◆ EXERCISE:
Repeat the records exactly. Every line must match.

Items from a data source
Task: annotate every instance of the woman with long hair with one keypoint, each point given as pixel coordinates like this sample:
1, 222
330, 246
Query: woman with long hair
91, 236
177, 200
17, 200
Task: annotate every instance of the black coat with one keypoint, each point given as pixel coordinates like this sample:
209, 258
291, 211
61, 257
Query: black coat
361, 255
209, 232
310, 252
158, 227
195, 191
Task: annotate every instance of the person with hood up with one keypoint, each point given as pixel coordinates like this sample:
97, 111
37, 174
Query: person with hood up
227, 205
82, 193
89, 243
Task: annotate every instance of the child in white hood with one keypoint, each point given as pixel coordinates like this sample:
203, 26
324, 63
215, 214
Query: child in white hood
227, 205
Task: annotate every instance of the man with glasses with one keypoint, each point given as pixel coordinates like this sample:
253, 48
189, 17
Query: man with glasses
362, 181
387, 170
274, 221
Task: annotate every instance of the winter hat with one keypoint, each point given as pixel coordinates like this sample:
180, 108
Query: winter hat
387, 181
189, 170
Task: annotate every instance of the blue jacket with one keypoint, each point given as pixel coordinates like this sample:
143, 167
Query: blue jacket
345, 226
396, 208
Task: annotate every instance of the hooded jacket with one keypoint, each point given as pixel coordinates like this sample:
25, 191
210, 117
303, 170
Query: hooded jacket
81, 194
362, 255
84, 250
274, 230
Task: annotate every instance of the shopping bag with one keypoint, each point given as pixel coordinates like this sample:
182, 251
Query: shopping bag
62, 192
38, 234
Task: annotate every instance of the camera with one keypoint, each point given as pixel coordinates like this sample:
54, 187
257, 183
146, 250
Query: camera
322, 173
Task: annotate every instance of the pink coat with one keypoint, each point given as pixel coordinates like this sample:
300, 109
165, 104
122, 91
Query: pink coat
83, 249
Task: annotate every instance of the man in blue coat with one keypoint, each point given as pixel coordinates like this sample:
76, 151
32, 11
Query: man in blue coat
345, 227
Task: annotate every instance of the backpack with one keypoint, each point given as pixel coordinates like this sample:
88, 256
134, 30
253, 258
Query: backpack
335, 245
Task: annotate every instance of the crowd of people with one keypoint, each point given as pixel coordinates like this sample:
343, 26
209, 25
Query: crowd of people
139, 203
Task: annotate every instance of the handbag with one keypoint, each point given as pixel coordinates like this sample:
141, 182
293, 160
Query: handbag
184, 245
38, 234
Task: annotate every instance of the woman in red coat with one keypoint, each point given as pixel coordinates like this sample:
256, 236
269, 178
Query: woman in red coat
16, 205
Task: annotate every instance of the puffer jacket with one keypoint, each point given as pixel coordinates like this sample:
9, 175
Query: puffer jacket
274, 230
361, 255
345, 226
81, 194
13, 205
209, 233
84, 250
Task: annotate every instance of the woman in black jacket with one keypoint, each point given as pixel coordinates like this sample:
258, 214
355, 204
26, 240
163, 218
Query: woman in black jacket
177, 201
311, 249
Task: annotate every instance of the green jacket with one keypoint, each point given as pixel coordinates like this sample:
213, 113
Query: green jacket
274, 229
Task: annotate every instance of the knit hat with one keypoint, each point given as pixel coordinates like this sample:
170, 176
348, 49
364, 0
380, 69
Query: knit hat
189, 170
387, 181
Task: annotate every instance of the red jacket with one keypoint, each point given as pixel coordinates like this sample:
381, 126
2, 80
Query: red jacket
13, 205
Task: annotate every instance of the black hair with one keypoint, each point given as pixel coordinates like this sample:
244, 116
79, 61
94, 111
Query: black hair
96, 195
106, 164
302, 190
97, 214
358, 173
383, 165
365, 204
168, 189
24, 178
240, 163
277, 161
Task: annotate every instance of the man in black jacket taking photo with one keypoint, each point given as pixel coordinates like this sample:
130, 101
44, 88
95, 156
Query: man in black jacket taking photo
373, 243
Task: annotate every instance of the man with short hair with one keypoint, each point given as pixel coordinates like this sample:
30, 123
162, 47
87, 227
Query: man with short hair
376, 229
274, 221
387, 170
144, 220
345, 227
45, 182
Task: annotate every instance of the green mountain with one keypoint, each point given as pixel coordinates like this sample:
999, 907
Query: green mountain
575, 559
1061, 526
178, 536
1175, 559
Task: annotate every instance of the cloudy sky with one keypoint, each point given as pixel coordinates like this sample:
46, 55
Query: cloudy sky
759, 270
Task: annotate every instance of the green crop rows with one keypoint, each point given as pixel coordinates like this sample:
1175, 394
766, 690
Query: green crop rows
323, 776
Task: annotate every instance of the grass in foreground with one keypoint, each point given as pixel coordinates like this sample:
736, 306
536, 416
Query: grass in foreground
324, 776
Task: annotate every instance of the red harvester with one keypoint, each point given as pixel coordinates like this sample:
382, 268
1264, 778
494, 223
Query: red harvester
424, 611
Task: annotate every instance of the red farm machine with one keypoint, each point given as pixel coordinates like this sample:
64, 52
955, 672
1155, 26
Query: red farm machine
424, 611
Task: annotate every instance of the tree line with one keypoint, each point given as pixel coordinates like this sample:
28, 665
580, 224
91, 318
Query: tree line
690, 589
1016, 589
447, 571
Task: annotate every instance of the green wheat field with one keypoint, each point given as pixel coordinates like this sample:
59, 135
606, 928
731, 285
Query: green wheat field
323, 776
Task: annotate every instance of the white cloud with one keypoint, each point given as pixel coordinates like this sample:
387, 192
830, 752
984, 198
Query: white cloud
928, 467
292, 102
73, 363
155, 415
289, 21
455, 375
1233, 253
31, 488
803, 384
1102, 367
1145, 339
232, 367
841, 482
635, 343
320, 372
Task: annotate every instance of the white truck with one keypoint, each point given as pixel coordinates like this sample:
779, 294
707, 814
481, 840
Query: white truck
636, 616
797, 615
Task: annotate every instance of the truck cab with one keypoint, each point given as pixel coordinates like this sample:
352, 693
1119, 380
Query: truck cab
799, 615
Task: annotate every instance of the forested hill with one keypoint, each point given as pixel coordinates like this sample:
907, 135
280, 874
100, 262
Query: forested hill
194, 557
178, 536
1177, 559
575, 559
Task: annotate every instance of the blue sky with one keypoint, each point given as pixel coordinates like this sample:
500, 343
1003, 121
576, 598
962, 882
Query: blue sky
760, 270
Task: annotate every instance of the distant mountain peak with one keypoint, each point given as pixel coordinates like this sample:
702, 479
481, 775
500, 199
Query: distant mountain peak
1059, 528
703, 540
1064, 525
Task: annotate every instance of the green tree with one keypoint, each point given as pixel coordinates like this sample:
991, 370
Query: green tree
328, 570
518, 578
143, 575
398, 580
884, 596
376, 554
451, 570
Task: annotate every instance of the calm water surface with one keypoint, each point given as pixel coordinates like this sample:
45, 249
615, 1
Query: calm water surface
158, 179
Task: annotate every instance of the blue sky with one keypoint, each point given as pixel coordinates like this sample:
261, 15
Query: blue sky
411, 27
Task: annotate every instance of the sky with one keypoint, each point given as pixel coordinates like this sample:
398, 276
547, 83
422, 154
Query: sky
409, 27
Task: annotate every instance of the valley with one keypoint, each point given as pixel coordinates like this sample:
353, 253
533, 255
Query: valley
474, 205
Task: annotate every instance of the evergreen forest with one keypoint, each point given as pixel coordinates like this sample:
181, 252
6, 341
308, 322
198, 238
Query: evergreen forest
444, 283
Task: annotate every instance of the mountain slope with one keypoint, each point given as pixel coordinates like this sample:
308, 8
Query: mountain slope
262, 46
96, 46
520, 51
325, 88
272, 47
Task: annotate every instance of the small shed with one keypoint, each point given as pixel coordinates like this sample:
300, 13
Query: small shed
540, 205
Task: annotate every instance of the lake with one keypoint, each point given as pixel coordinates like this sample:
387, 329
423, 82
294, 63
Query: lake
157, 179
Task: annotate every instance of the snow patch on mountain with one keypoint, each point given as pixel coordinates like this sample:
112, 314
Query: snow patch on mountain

◆ THE SOLUTION:
Task: annotate every instance of the woman with long hair with one keypoint, each point given as pixel coordinates like this sample:
1, 222
330, 246
Query: woman with long hair
91, 236
177, 200
17, 200
Task: annotate every instance of the black coat with one keypoint, each point given as pixel coordinates like this sample:
209, 258
291, 211
61, 257
Query: black coat
361, 255
209, 232
310, 252
158, 227
195, 191
Task: annotate every instance of the person with hood up with one keypoint, each point given as pixel coordinates like this sample:
97, 111
37, 174
Query: person with hood up
227, 205
82, 193
89, 243
Task: annotate every instance of the child in white hood with one keypoint, each point given as pixel coordinates like this sample:
203, 26
324, 63
215, 214
Query: child in white hood
227, 205
Task: annotate every instance of the man with glasses with one keypoint, each point given as pixel coordinates like this sample:
253, 48
189, 17
Query: man with glasses
362, 181
387, 170
274, 221
Task: annotate every instance of the winter hat with one keypoint, each point given as pixel coordinates like this sample:
180, 108
Query: winter hat
387, 181
189, 170
Task: annotate every instance of the blue jacket with one keypoint, each point given as pixel coordinates like this sample:
143, 167
Query: blue jacket
345, 226
396, 208
Task: annotate every instance of the hooded jacket with one keypoint, each point given as pixel coordinates like this sample:
25, 191
210, 117
303, 170
Query: hooded jacket
81, 194
362, 255
84, 250
274, 230
Task: annotate every instance of the shopping bag with one keypoint, each point given as pixel coordinates like this sample:
182, 251
Query: shopping bag
62, 192
38, 234
Task: annotate every instance of the camera with one keypoint, each point given as pixel coordinates like this sample:
54, 187
257, 183
146, 250
Query: camera
322, 173
Task: annotate every instance of the pink coat with one keypoint, each point given as pixel coordinates like this sample:
300, 109
165, 104
122, 91
Query: pink coat
83, 249
Task: annotate every instance of the man in blue coat with one keypoint, each point given as pixel coordinates like this sample:
76, 151
32, 11
Query: man in blue coat
345, 227
Task: annotate every instance of the backpack with one keypoint, each point given as pixel coordinates like this sample:
88, 256
134, 30
253, 258
Query: backpack
335, 245
Task: annotate every instance of the crowd of people with one keypoint, each point given as pixel coordinates like this sample:
343, 26
209, 25
Query: crowd of people
139, 203
Task: annotate every instance of the handbag with one keypoint, each point given as pixel coordinates like this sample:
141, 182
293, 160
Query: handbag
184, 245
38, 234
Task: annotate every instance of the woman in red coat with one keypoint, each point given as pixel coordinates like this sample:
256, 236
269, 178
Query: woman in red coat
16, 205
Task: annotate every instance of the puffer jacket with one keypoint, each point given as pixel coordinates like this sample:
9, 175
Query: puffer jacket
274, 230
361, 255
345, 226
81, 194
13, 205
209, 233
84, 250
Task: annotate every instance of the woman in black jacket with one keypoint, each point given as pixel coordinates like this sample:
258, 214
355, 204
26, 240
163, 218
Query: woman in black jacket
177, 201
311, 249
Task: annotate every instance of the green jacket with one keypoint, each point given as pixel coordinates like this sample:
213, 113
Query: green jacket
274, 229
Task: annotate every instance of the knit hat with one keypoint, each point given as pixel coordinates like this sample:
170, 176
348, 49
364, 0
380, 69
Query: knit hat
189, 170
387, 181
Task: annotate every instance of the red jacket with one keypoint, each point given as pixel coordinates like this sample:
381, 126
2, 80
Query: red jacket
13, 205
Task: annotate every instance of the black hair with one keypoint, each point given as pixel coordinates like this sample:
244, 116
79, 61
94, 111
Query: black hair
96, 195
106, 164
302, 190
97, 214
358, 173
383, 165
365, 204
168, 189
24, 178
240, 163
277, 161
Task: annotate every instance of the man in black jacket taking photo with one keypoint, each point given as pixel coordinates like this sample:
130, 101
44, 88
95, 156
Query: man in black jacket taking photo
373, 243
Task: annotate every instance of the man with short hair with one keypoint, each point given as pixel coordinates like this sample:
30, 123
162, 47
87, 227
Query: man with short hair
376, 229
274, 221
387, 170
144, 220
345, 227
45, 182
Task: annotate every instance of the green mountain with one keypoint, each point given as pixel coordinates like this sample:
999, 907
Query: green mountain
575, 559
1061, 526
178, 536
1175, 559
Task: annotate every instance of the cloudy sky with one keypoint, each point given as pixel coordinates like this sample:
46, 55
Query: cloudy sky
759, 270
Task: annotate every instance of the green crop rows with one keypoint, each point given as pixel coordinates like this sample:
1175, 394
766, 690
Query: green crop rows
323, 776
Task: annotate every instance of the grass in foreground with one keypoint, each point given as pixel coordinates like this sample:
736, 306
536, 416
Query: grass in foreground
324, 776
Task: annotate every instance of the red harvester with one keypoint, each point given as pixel coordinates like this sample:
382, 268
1264, 778
494, 223
Query: red harvester
424, 611
Task: annotate every instance of the red farm machine with one keypoint, each point given as pixel coordinates like this sample:
64, 52
955, 672
1155, 26
Query: red farm machine
424, 611
Task: annotate every instance of the tree line with one keypoint, each point given as pixel coordinates like this sample:
28, 665
580, 224
91, 318
Query: tree line
690, 589
1016, 589
447, 571
Task: annotate every instance of the green wheat field with one keypoint, each point given as pixel coordinates like this sample:
59, 135
606, 928
731, 285
Query: green wheat field
323, 776
Task: annotate every instance of the white cloud with one keypoint, each point given as pixel coordinates like this sample:
387, 192
830, 752
984, 198
Query: white cloud
928, 467
292, 102
73, 363
155, 415
289, 21
455, 375
1233, 253
31, 488
803, 384
1102, 367
1145, 339
232, 367
841, 482
635, 343
320, 372
Task: annotate every instance of the white truck with one keypoint, each point given as pixel coordinates like this sample:
779, 294
707, 814
481, 840
Query: white truck
636, 616
797, 615
Task: annotate every instance of the truck cab with one keypoint, each point given as pixel coordinates like this sample:
352, 693
1119, 380
Query: truck cab
799, 615
Task: annotate every instance of the forested hill with one keypoint, each point given as pixel coordinates like this sample:
907, 135
280, 874
100, 262
Query: forested hill
194, 557
178, 536
1177, 559
575, 559
Task: annotate every instance of the blue sky with one keypoint, each point given as pixel coordinates like this sample:
500, 343
1003, 121
576, 598
962, 882
Query: blue sky
760, 270
Task: annotate every instance of the distant mountain peak with one keypoint, each point given as pixel coordinates like this sample:
702, 479
481, 775
500, 199
Query: distant mountain peak
1059, 528
703, 540
1064, 525
Task: annotate every instance of the green tree with one keypoint, each point given as pixel coordinates like this sample:
991, 370
Query: green tree
328, 570
518, 578
143, 575
398, 580
884, 596
376, 554
451, 570
Task: annotate every instance of the calm water surface with one keypoint, each point given as pixel coordinates like this sample:
45, 249
615, 1
Query: calm water surface
158, 179
Task: annotate every instance of the blue sky with one keypoint, each point given as pixel coordinates like this sample:
261, 15
Query: blue sky
411, 27
Task: annotate every instance of the sky with one keypoint, each point given as pixel coordinates like this sample:
398, 276
547, 83
422, 154
Query: sky
409, 27
Task: annotate every instance of the valley with one keypoint, each point given as pixel coordinates like this sample:
353, 253
533, 255
Query: valley
474, 205
Task: annotate every instance of the evergreen forest with one keypoint, each point given as pixel coordinates like this sample:
181, 252
6, 341
308, 322
198, 238
Query: evergreen forest
444, 283
Task: annotate every instance of the mountain slope with one keypoint, each point given as pixel coordinates like this sample:
308, 8
Query: mountain slope
262, 46
96, 46
520, 51
325, 88
272, 47
Task: annotate every instance of the small shed with one keypoint, each point given as pixel coordinates like this sample:
300, 13
Query: small shed
540, 205
Task: annotate every instance of the lake with one keypoint, each point given as pixel coordinates like this sample:
387, 329
423, 82
294, 63
Query: lake
157, 179
Task: annotate every instance of the snow patch on mountain with one keypoint, each point given as pixel coordinates like this sample:
112, 314
Query: snow patch on mountain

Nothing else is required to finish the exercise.